» RECORDS FOR THIS EXERCISE:

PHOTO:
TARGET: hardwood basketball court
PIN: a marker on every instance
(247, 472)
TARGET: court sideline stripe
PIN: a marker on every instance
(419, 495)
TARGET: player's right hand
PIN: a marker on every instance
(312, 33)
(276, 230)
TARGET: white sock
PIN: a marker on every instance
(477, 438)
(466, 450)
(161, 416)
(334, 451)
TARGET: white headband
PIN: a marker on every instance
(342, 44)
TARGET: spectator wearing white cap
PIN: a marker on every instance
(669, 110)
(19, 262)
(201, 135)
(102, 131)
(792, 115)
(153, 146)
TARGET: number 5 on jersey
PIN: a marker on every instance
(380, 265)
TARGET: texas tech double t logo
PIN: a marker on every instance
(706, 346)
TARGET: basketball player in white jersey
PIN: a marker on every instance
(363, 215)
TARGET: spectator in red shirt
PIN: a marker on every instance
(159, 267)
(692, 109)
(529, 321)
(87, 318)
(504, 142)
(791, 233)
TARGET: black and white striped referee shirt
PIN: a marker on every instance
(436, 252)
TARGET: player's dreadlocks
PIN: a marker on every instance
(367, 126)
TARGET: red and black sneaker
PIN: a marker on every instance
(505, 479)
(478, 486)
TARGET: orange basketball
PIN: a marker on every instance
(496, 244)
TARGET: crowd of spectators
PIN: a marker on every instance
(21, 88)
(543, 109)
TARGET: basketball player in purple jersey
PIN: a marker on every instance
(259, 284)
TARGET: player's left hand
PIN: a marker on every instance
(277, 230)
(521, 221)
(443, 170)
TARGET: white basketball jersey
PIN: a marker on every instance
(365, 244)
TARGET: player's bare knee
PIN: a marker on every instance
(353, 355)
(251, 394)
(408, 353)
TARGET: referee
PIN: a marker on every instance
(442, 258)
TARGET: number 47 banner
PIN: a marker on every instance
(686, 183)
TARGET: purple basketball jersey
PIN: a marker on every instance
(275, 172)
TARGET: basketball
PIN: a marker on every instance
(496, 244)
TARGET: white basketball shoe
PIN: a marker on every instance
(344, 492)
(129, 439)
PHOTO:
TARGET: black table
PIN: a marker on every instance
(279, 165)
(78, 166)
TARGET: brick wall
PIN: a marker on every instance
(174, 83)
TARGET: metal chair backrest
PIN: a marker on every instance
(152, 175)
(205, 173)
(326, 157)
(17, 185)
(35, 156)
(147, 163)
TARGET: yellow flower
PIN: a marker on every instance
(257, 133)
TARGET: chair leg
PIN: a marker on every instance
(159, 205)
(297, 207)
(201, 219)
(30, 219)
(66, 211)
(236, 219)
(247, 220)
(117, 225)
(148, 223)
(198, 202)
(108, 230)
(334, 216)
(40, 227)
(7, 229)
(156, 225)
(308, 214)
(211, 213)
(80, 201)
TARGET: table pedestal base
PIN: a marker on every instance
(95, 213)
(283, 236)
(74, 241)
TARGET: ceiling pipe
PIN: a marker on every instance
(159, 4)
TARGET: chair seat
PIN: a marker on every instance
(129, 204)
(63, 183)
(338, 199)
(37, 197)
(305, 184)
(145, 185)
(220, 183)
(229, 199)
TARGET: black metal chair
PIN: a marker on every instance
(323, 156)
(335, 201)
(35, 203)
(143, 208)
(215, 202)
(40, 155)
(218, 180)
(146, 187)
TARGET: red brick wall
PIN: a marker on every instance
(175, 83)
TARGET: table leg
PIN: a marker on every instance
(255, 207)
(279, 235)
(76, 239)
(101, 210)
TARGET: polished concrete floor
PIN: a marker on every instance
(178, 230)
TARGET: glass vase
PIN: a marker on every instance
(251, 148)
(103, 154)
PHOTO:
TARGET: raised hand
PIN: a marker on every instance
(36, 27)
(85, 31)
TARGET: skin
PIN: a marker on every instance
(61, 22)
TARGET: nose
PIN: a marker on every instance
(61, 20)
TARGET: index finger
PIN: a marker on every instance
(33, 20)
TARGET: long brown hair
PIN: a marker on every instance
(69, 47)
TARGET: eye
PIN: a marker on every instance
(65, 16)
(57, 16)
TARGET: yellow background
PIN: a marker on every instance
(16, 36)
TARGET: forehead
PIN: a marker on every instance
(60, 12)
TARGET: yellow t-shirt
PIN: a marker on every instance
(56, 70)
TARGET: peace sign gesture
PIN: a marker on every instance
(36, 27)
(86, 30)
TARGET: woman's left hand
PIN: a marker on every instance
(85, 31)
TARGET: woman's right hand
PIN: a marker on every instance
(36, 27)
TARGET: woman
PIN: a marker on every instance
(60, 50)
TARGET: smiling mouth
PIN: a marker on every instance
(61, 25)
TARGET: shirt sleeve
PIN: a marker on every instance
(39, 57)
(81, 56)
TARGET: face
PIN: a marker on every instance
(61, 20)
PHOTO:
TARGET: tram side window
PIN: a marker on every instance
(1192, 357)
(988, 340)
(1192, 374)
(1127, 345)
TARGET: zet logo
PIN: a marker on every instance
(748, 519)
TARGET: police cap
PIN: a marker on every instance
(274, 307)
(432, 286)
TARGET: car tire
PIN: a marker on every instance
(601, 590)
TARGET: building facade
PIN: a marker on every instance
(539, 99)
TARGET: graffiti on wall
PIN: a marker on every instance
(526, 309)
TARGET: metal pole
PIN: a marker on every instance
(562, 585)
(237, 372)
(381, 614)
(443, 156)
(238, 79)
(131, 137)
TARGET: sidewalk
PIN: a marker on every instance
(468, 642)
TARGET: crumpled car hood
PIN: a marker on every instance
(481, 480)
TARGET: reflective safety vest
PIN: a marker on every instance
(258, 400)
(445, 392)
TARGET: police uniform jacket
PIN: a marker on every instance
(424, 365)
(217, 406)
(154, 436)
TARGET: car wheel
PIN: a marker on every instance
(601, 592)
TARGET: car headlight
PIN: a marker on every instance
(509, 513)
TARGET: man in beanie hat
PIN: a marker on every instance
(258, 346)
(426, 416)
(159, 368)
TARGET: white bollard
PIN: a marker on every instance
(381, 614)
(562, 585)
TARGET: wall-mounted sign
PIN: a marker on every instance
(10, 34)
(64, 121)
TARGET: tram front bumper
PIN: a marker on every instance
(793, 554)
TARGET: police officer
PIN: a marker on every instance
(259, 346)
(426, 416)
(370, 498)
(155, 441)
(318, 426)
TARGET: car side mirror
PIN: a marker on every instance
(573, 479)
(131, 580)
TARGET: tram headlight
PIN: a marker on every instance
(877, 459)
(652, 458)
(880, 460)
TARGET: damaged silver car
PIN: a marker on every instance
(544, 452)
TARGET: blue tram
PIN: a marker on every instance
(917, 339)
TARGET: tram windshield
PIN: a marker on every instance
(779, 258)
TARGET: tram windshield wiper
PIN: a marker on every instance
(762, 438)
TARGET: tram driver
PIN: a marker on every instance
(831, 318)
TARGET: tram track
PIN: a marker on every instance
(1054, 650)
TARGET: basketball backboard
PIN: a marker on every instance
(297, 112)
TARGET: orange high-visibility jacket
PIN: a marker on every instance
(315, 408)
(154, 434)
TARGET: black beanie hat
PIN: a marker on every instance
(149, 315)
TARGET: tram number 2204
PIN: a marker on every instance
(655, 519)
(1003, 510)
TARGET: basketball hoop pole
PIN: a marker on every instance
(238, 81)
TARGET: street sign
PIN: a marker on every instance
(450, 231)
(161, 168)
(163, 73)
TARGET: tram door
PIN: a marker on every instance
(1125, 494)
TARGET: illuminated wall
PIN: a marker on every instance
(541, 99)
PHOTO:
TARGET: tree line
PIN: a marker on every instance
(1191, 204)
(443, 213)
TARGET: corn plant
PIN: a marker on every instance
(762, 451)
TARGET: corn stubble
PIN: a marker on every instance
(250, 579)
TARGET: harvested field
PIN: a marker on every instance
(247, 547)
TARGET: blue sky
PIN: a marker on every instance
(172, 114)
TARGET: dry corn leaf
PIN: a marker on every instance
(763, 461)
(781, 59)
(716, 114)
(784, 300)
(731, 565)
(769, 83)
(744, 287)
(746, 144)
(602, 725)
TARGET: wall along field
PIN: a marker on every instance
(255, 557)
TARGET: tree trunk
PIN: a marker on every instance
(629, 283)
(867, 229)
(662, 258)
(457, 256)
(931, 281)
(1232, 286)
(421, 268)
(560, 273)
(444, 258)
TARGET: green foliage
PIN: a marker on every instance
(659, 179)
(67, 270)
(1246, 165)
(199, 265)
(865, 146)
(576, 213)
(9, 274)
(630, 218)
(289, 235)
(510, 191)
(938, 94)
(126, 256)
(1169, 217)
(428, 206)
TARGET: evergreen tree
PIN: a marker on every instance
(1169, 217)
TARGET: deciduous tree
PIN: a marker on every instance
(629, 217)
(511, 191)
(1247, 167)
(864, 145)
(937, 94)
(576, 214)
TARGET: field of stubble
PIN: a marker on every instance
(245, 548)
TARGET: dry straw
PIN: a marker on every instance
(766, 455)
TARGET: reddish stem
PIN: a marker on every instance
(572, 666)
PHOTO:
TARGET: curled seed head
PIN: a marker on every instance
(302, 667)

» GOAL: Starting at the line that contains "TARGET: green foliage", repeat each line exactly through the last one in the listing. Include both of those lines and nothing more.

» ANSWER TO THIS TASK:
TARGET: green foliage
PIN: a marker on every instance
(659, 179)
(67, 270)
(1246, 165)
(199, 265)
(865, 146)
(576, 213)
(9, 274)
(630, 218)
(289, 235)
(510, 191)
(938, 94)
(126, 256)
(1169, 217)
(428, 206)
TARGET: evergreen tree
PIN: a marker on every instance
(1169, 217)
TARGET: deciduous tree
PIN: a marker on every instance
(629, 217)
(511, 191)
(1247, 167)
(864, 145)
(937, 94)
(576, 214)
TARGET: field of stubble
PIN: a marker on every instance
(245, 548)
TARGET: dry straw
PIN: a marker on every instance
(766, 455)
TARGET: reddish stem
PIN: a marker on every instance
(572, 666)
PHOTO:
TARGET: curled seed head
PIN: a marker on every instance
(302, 667)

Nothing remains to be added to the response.